- _Document segment_
Summit Daily letters: Verizon cell antenna doesn’t fit in historic Breckenridge |

Summit Daily letters: Verizon cell antenna doesn’t fit in historic Breckenridge

Wake up, Breckenridge residents, homeowners and visitors

While you have been sleeping, corporate giant Verizon has been trying to develop a cell phone antenna site in the heart of our historic district, violating the town’s express policy of preserving the “unique aesthetic character, beauty, and historic charm” that makes Breckenridge our beloved home.

This serious violation of the policy would have been approved by the Town Planning Commission on January 30 if a couple of us had not gone to the hearing and argued against it. At our urging, four commissioners voted to defer action until its Tuesday, Feb. 20, meeting. Three commissioners were ready to vote for the project.

What, you never heard about this project? That’s not surprising. Although the Verizon application was filed in early December, the commission did not provide notice until the week before the hearing. The notice was mailed to owners within 300 feet of the project site, (probably not more than a couple of dozen people) and was posted on the street in relatively unnoticeable places. The commission itself did not see the staff report until two business days before the January 30 hearing.

- _Data segment_
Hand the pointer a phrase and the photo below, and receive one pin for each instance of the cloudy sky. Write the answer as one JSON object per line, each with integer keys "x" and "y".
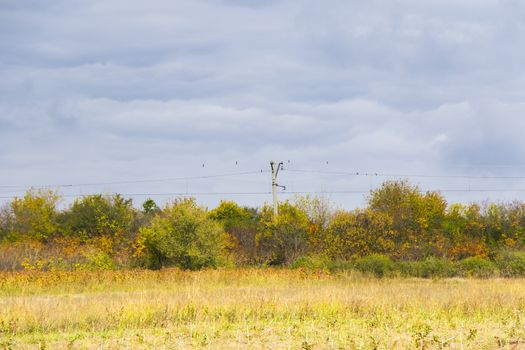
{"x": 106, "y": 95}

- _Exercise description_
Revise the part of the Breckenridge antenna letter that begins at the words "What, you never" and stops after "January 30 hearing.", putting "planning board" wherever "commission" appears.

- _Complete answer_
What, you never heard about this project? That’s not surprising. Although the Verizon application was filed in early December, the planning board did not provide notice until the week before the hearing. The notice was mailed to owners within 300 feet of the project site, (probably not more than a couple of dozen people) and was posted on the street in relatively unnoticeable places. The planning board itself did not see the staff report until two business days before the January 30 hearing.